--- begin Text section ---
That's about it. Remember: EVERY synchronous generator synchronized to (operating in parallel with) to a system or grid runs at the same frequency as all the other machines synchronized to the system. Full stop. Period. No matter if its two machines or two hundred machines. The system frequency controls the speed of all synchronous generators--and their prime movers--through magnetic forces inside the generator which lock the generator rotors into a speed that is directly related to system frequency (F=((P*N)/120) is the formula.)

Sometimes, if there is a large discrepancy between the size (power rating) of one machine versus another machine (say, a 750 kW machine and a 30 MW machine are synchronized together (with no other machines)) the smaller machine may not be able to have much, if any, effect on the system frequency (the speed of the larger machine). This is kind of rare, but it does happen.
thank you very much
 
jackson,

You neglected to say if the site uses any kind of power management system (sometimes called a PMS) or some kind of "load sharing" control system. The explanation below presumes NO power management system OR "load sharing" system--just a unit operating in Isochronous Speed Control and a unit operating in Droop speed control, with no external system trying to adjust load/frequency, just a conscious, experienced, well-trained operator who is focused and paying attention to the island load and the loads on the two machines.

The Isochronous machine will control the frequency, and it will do so by varying its load as the load changes. So, if the Isoch GT is rated for 25 MW and is carrying (producing) 14 MW when operating in island mode with the Droop machine, running at 4 MW out of a rating of 10 MW, if the load on the island decreases by 2 MW the effect on the island will be that the frequency will start to increase. The Isoch unit will respond to the frequency increase and reduce its load by 2 MW to keep the island frequency at setpoint. The Droop machine will keep running at 4 MW.
--- end Text section ---
## Given instruction 1:
Set down, word for word, the portion of the generator discussion that begins with the words "You neglected to" and ends with "the two machines.".
--- begin Exercise inputs ---
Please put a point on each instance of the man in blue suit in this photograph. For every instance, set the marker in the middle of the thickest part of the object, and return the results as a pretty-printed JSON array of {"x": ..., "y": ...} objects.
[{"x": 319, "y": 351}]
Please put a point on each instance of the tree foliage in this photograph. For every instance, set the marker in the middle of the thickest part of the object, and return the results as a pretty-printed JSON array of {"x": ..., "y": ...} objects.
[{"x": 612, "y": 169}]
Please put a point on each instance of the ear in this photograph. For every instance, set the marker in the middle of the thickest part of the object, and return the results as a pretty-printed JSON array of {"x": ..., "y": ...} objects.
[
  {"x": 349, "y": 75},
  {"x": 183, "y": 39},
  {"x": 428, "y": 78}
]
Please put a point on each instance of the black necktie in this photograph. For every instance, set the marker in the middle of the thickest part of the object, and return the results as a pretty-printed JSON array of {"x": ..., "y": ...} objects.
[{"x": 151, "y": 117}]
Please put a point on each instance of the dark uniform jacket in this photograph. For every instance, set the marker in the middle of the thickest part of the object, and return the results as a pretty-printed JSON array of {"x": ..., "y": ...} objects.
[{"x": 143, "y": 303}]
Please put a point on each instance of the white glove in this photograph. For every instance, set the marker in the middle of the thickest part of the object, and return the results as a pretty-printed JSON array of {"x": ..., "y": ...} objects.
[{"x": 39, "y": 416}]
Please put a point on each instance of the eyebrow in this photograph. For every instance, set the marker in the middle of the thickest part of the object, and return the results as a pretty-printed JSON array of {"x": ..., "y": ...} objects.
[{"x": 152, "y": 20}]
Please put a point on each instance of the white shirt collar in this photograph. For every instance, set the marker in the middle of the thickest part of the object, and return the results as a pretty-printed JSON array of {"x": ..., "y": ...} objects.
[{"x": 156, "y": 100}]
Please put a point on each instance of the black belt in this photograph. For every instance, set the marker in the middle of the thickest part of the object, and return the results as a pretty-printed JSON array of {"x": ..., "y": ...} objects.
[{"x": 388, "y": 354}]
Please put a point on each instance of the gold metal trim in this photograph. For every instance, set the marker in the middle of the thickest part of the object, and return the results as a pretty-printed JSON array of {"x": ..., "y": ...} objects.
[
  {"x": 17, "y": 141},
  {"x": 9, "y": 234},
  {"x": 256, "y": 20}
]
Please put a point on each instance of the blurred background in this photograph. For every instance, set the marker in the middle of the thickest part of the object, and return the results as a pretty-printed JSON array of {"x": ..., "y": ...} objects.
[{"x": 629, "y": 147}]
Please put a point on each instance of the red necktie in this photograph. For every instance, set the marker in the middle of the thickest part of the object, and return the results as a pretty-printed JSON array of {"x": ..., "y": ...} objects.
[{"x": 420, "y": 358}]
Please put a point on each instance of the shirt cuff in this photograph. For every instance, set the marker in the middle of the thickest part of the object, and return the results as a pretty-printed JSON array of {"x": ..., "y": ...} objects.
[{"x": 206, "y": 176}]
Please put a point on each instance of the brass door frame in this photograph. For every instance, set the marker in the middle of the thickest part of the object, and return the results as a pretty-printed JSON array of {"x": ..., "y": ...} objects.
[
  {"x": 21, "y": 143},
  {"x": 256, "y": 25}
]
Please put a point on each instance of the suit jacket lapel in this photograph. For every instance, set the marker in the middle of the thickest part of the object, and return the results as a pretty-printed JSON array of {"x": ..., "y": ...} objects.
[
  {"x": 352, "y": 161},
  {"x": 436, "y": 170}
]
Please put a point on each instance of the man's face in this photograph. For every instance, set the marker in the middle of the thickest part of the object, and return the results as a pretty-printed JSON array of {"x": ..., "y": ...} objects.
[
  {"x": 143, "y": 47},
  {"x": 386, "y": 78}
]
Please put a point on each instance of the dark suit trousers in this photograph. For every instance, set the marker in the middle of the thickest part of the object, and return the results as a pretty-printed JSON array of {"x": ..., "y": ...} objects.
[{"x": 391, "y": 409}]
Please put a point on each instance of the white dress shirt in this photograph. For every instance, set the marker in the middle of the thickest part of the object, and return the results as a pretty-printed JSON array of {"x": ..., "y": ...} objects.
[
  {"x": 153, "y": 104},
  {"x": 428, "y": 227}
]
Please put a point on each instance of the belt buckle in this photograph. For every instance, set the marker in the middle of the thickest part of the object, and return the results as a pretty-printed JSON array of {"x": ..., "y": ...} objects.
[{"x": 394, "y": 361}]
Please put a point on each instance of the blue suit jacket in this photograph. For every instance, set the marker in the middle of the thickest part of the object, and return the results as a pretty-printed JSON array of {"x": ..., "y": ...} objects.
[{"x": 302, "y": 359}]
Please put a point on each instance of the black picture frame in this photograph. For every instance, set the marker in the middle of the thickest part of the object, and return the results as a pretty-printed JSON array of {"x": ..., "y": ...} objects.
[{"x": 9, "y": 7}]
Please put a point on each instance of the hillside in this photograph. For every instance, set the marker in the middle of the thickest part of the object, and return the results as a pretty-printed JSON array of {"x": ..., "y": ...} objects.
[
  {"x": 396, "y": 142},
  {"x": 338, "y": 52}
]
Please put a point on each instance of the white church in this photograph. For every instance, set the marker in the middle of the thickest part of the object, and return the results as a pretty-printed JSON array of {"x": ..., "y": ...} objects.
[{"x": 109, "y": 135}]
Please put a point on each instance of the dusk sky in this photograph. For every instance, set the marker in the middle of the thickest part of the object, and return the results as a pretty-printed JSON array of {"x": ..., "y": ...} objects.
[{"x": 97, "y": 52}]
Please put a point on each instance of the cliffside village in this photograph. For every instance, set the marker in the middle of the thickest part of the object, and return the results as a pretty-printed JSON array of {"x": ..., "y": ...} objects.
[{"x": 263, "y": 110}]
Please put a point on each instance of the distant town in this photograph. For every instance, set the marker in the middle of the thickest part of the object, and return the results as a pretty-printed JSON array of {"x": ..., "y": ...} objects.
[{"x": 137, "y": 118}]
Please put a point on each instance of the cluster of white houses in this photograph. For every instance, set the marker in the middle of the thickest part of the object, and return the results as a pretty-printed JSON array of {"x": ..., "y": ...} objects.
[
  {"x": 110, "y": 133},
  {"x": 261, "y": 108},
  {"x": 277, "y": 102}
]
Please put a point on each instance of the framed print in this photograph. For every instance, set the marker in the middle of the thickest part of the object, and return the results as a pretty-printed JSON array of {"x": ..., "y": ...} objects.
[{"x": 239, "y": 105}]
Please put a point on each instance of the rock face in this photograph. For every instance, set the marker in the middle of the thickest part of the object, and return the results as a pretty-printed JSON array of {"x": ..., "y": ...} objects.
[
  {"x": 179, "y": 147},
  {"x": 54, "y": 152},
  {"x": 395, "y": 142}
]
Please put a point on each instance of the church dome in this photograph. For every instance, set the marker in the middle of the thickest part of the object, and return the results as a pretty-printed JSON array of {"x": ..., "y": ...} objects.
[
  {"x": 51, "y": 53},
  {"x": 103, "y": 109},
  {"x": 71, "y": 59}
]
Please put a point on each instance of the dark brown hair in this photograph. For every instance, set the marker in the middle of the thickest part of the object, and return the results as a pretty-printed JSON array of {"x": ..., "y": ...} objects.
--- end Exercise inputs ---
## Given instruction 2:
Return every line of the records that contains the string "background". Treat the match as case-sensitive.

## Answer 1:
You neglected to say if the site uses any kind of power management system (sometimes called a PMS) or some kind of "load sharing" control system. The explanation below presumes NO power management system OR "load sharing" system--just a unit operating in Isochronous Speed Control and a unit operating in Droop speed control, with no external system trying to adjust load/frequency, just a conscious, experienced, well-trained operator who is focused and paying attention to the island load and the loads on the two machines.

## Answer 2:
Please put a point on each instance of the blurred background in this photograph. For every instance, set the marker in the middle of the thickest part of the object, and return the results as a pretty-printed JSON array of {"x": ..., "y": ...} objects.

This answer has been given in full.